*** Begin section ***
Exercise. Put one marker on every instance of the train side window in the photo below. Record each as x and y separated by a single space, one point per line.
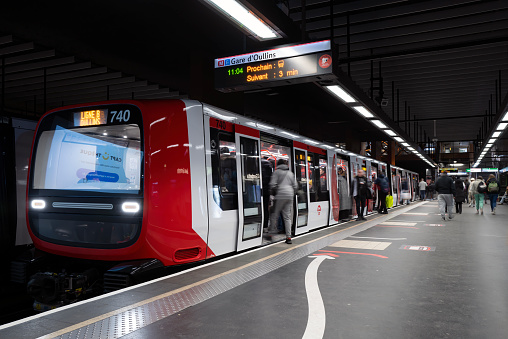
224 181
321 163
227 164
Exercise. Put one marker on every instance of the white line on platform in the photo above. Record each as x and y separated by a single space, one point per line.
377 238
316 321
393 223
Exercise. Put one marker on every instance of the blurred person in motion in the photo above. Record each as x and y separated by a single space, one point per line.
492 192
470 193
359 189
422 185
383 190
445 189
479 189
283 186
460 195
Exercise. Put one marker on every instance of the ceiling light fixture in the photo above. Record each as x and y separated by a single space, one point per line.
342 94
363 111
245 18
379 123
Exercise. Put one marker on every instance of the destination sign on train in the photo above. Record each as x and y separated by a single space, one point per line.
291 64
91 117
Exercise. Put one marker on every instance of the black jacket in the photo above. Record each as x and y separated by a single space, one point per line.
444 185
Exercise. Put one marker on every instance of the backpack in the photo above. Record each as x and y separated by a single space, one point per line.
482 188
383 184
493 187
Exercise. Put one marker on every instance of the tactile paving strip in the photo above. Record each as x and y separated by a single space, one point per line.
133 319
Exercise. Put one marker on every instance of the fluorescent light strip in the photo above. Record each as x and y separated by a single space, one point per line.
245 18
342 94
363 111
379 123
291 135
311 141
501 126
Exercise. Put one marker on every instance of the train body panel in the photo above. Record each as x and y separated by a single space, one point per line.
196 172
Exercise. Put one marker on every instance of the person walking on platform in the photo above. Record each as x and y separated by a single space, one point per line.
470 193
383 189
493 192
283 186
423 187
460 195
479 188
466 190
504 196
360 188
445 189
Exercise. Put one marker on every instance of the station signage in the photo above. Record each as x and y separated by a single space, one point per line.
275 67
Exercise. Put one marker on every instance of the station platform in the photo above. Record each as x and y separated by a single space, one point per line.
404 274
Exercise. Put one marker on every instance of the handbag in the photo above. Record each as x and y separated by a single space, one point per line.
389 201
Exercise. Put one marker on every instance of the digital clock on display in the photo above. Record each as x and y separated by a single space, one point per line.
302 67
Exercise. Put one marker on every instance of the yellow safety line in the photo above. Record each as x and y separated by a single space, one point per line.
181 289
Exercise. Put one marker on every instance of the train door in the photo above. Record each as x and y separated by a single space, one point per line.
302 198
250 203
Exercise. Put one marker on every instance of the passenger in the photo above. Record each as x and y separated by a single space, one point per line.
493 192
466 190
383 189
504 196
479 188
422 185
446 191
283 186
266 174
470 193
460 195
360 189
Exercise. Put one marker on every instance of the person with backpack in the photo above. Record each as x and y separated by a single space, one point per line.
460 195
283 186
479 189
360 188
445 189
423 187
492 191
383 190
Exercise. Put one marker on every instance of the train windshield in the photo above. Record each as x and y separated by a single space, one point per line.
104 158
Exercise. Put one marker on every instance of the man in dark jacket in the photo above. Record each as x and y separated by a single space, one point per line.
360 188
445 189
383 189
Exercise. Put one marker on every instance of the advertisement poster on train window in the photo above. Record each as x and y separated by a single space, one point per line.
80 162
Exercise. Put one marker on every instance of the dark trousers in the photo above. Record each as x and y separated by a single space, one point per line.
382 202
458 207
361 201
266 206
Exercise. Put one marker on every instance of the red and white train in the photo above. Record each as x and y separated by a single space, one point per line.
176 181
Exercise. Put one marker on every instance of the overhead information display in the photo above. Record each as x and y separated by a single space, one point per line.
282 66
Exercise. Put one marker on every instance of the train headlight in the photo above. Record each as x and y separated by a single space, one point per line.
130 207
38 204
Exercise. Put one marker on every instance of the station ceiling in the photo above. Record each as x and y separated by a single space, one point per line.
442 59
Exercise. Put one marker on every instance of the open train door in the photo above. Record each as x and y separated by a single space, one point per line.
250 201
302 194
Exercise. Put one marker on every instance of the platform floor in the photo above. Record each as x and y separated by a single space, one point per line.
408 274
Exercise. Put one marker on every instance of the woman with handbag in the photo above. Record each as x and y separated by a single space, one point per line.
460 195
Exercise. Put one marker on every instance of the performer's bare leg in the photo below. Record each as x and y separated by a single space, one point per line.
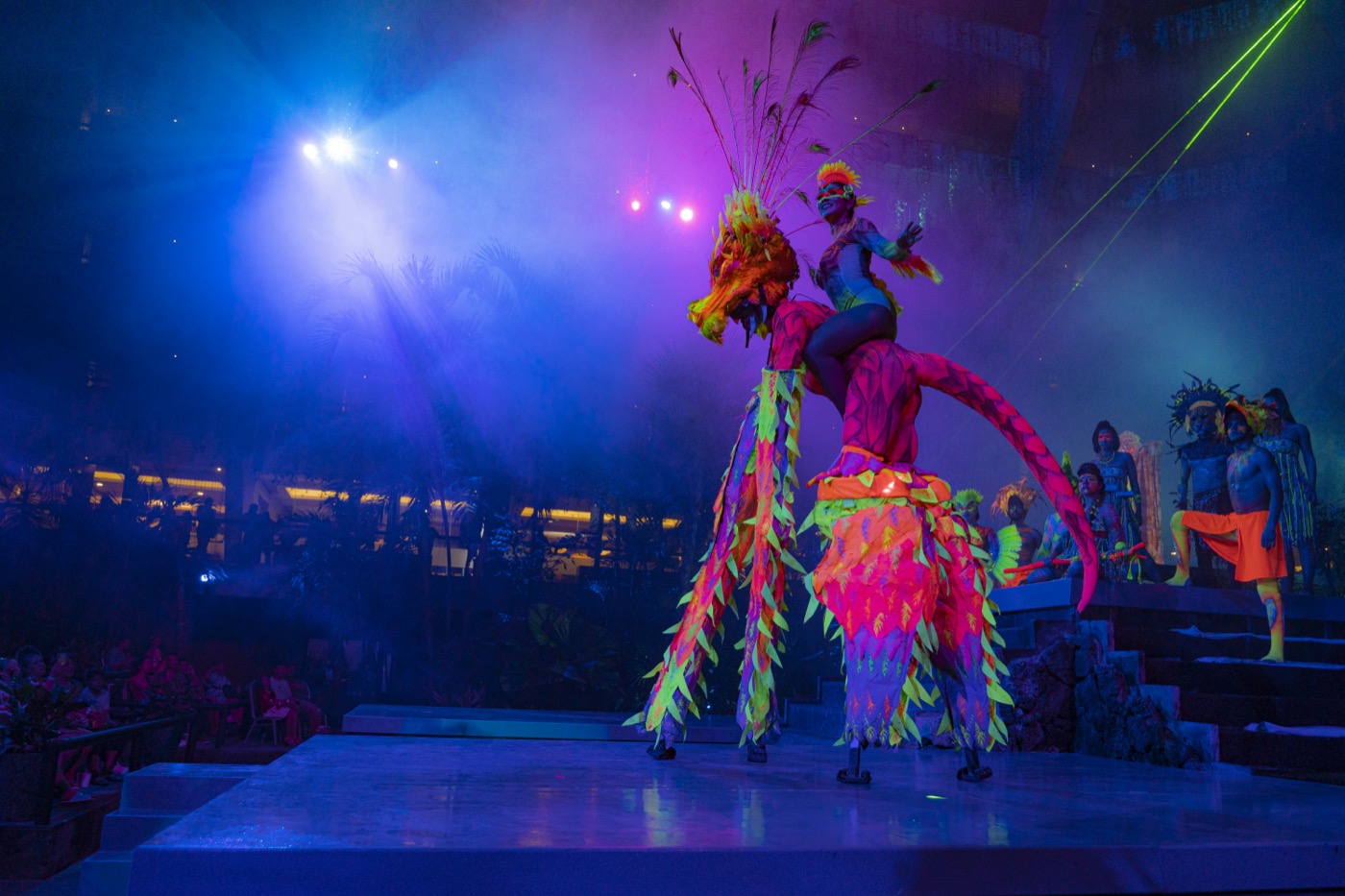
*** End section ***
== Description of the task ==
Please give all of the material again, exactly, without the images.

== Response to this exercise ==
Exercise. Put one marker on every instance of the train side window in the photo below. Record each as x and y separated by a single space, one point per line.
224 181
321 163
227 164
Exercise. Put one marker on every instance of the white line on platform in the photo above. Record each as x and y separated by a single space, one point per line.
377 238
316 321
393 223
Exercise. Put one marker on every instance of the blurred person in motion in the photo above. Record each as x and y separated by a single space, one point per line.
492 192
470 193
359 189
422 185
383 190
445 189
479 189
283 186
460 195
Exercise. Put one marker on every instance of the ceiling light fixture in the photo above. Record each as x and y separated by a single space, one point per line.
342 94
363 111
245 18
379 123
Exercise. Put one marker on every instance of the destination sign on train in the photo above. Record each as x and y separated by a single space, one point per line.
291 64
91 117
Exercise. Put one marker on every instance of the black jacket in the photo above. Record each as x and y separated by a single space, one point per line.
444 185
Exercise. Put one marker on every instance of the backpack in the photo above. Record each as x and y separated by a single space, one point per line.
482 188
383 184
493 187
Exercise. Put one marker on every instance of the tactile paving strip in the photo above. Record each as x and y separated by a single space, one point per line.
133 319
Exercise. Put one marker on every instance of the fluorescent light strip in the photo above. Record each as x and y separated by a single space, one point per line.
245 18
342 94
363 111
379 123
291 135
311 141
501 126
Exercise. Put one marker on every instance of the train body panel in the photo above. Record each as x and y separated by a single space, one point per line.
196 172
Exercise. Put one marker on every instance of the person walking on platform in the photo above. Record each as x and y separated by a single space, one point per line.
470 193
383 189
493 192
283 186
423 187
460 195
479 188
466 190
504 196
360 188
445 189
Exercise. Put one marker on every instance of the station signage in the photo above. Record each as x and y separated by a single space, one point per line.
275 67
Exercise. Put one marker on every instance of the station platform in the photo above. Record each as x and y separated by a single space, one point per line.
404 274
Exercise. Put one marker on every instance of the handbag in the photo above. Record each as x and y separated by a single space, one point per line.
389 201
Exercise. Put one marker on every instance of the digital clock on display in the photo above. Record each as x and y separated by a single space, one point per line.
302 67
Exercise. Put one marker on every instance of the yellow safety line in the photo above. Record each as x and y separated by a single space, one point per line.
181 289
Exercise. Put one marker on every instance of the train door in the photo above. Record each as x and y separated by a single space, one point per line.
302 198
250 203
Exercise. Put one marker on every instance of the passenger in the photo above. Record each as x and y separated by a single space, one point per line.
493 192
466 190
383 189
504 196
479 188
422 185
446 191
283 186
266 174
470 193
460 195
360 189
Exercise. Put one marker on every instance of the person with backpack in the photo above. Record each as x and y separated by a single space, one point per line.
460 195
283 186
479 189
360 188
445 189
423 187
492 191
383 190
Exercise. Put one marker on every instance of the train windshield in the photo above. Record each as x and y separated by a single space, one point per line.
104 158
Exercise. Put one marker on every instance of the man in dark jacket in the photo above. Record each as x and y separated by a single space, one point per line.
360 188
445 189
383 189
Exercise. Put one marker on every instance of the advertisement poster on train window in the photo above. Record each as x and y separated by a single space, one point per line.
80 162
Exercise. Put one marker on every instance of the dark trousers in the photo above. Record each as x and y separated by a single space, one point per line.
382 202
458 207
361 201
266 206
Exercise. Put one marker on every instance of the red and white train in the photo above. Record each as x and y separated by a single space, one point per line.
176 181
Exercise. Put one marker on every instance of the overhead information display in the photo above. Record each as x and y separated by a single space, one point per line.
282 66
Exercise. Put one marker on every instance of the train headlight in the photo above. Record each as x and y separated by a single space, one point per line.
130 207
38 204
Exercise. Put one marker on every instance of the station ceiling in the photo above. Record each as x and y separated by a single space, one point per line.
442 59
Exercise. Put one marker on every instance of the open train door in the photo above. Record each as x and y separated by a single space, one point per line.
250 201
302 194
Exercise. Put one marker on every instance of the platform floor in the photo above. Record each as x and y separated by a single space, one point per line.
408 274
Exercise. Put one marker on every instance of the woman with handbag in the photo above. Record each as x and y separated by a single space, one point per line.
460 195
Exercise. Put one marker on every instance of the performer's bare leg in the photo below. Record each as x and y separated by a single space, one point per line.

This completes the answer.